* **EXTRAIT**:
Les quatre suspects sont accusés d’avoir aidé à coordonner un enlèvement raté du président haïtien pour le destituer de ses fonctions à son retour d’une visite d’État en Turquie en juin 2021, puis d’avoir conspiré dans un plan final pour le tuer chez lui à Pèlerin 5. banlieue de Port-au-Prince le mois suivant. Trois des quatre suspects vivaient dans le sud de la Floride Il semble que Christian Emmanuel Sanon, un médecin et pasteur haïtien qui partageait son temps entre les États-Unis et Haïti voulait remplacer Moïse à la présidence… Mais l’affaire est vraisemblablement plus compexe.

Les sept accusés ont été inculpés dans l’affaire de complot d’assassinat déposée devant le tribunal fédéral de Miami.

* **DONNÉES FOURNIES**:
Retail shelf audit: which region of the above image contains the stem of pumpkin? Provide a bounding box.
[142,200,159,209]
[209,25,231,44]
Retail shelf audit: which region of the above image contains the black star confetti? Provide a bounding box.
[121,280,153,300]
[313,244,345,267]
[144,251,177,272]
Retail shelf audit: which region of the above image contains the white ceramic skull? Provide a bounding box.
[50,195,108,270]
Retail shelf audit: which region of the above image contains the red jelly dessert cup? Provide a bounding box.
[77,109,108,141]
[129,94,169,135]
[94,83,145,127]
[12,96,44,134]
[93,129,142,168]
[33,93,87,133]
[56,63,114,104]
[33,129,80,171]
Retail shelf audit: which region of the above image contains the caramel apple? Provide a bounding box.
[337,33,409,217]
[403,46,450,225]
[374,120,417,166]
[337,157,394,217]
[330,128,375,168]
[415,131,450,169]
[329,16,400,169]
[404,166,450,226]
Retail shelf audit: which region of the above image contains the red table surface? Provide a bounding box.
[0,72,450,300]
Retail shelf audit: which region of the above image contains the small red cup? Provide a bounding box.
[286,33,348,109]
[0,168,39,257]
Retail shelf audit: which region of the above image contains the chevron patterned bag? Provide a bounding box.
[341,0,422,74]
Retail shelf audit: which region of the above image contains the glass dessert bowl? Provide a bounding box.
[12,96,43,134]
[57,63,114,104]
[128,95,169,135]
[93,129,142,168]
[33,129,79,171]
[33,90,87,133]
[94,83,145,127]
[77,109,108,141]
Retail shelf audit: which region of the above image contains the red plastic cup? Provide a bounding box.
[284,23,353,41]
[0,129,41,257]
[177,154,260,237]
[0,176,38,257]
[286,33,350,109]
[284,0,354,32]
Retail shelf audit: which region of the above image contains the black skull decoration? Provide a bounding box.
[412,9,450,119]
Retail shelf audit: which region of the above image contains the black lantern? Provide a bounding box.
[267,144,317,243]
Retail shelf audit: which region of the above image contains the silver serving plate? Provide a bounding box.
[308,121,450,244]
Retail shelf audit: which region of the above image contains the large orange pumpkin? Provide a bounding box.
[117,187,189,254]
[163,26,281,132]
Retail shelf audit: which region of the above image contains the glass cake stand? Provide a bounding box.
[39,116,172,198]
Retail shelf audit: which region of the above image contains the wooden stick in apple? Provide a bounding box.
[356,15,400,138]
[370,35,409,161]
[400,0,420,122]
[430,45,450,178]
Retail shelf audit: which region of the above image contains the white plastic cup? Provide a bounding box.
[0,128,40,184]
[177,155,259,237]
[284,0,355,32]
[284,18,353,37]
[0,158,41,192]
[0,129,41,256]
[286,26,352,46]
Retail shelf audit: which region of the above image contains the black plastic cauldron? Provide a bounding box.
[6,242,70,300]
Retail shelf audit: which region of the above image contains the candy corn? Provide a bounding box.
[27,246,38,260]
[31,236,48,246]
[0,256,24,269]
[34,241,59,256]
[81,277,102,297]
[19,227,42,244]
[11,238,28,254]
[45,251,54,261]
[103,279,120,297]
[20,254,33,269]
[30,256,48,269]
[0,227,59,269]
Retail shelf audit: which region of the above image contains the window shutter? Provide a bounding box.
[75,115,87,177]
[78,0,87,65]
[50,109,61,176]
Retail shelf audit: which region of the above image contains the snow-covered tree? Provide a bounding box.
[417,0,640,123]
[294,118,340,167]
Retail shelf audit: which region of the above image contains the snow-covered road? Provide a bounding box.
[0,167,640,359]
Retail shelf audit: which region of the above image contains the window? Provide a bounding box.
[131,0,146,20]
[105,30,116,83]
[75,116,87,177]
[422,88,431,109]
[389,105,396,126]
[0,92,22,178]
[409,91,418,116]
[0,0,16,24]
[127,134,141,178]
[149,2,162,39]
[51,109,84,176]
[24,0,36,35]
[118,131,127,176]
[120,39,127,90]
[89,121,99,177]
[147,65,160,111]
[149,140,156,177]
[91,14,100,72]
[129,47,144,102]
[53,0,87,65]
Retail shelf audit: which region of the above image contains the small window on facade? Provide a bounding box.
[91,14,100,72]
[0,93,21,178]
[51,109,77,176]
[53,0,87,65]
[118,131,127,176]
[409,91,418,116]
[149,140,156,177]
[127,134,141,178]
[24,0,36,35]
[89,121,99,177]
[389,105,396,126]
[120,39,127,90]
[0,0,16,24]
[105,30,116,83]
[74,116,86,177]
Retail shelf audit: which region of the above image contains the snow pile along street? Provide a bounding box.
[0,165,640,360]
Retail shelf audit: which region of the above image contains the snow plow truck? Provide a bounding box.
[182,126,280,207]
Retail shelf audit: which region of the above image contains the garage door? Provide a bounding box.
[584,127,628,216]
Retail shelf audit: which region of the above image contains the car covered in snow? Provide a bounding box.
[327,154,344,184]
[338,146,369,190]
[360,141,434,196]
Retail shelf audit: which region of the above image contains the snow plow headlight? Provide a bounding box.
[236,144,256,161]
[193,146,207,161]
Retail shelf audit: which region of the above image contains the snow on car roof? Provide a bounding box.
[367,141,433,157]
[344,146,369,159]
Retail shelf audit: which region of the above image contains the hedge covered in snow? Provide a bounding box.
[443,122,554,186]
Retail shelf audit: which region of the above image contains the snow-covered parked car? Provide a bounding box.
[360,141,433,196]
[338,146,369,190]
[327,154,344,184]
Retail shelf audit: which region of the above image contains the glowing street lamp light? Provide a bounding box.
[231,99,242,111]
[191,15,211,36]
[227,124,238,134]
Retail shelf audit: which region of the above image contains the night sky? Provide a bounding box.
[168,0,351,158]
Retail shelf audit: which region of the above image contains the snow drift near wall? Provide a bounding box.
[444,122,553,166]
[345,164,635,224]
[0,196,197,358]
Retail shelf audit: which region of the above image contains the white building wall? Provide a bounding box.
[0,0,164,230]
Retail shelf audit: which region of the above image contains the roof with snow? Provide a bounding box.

* **CONSIGNE**: Recopiez à l'identique le passage de l'extrait qui va de « Les quatre suspects » à « vraisemblablement plus compexe. ».

* **CORRIGÉ**:
Les quatre suspects sont accusés d’avoir aidé à coordonner un enlèvement raté du président haïtien pour le destituer de ses fonctions à son retour d’une visite d’État en Turquie en juin 2021, puis d’avoir conspiré dans un plan final pour le tuer chez lui à Pèlerin 5. banlieue de Port-au-Prince le mois suivant. Trois des quatre suspects vivaient dans le sud de la Floride Il semble que Christian Emmanuel Sanon, un médecin et pasteur haïtien qui partageait son temps entre les États-Unis et Haïti voulait remplacer Moïse à la présidence… Mais l’affaire est vraisemblablement plus compexe.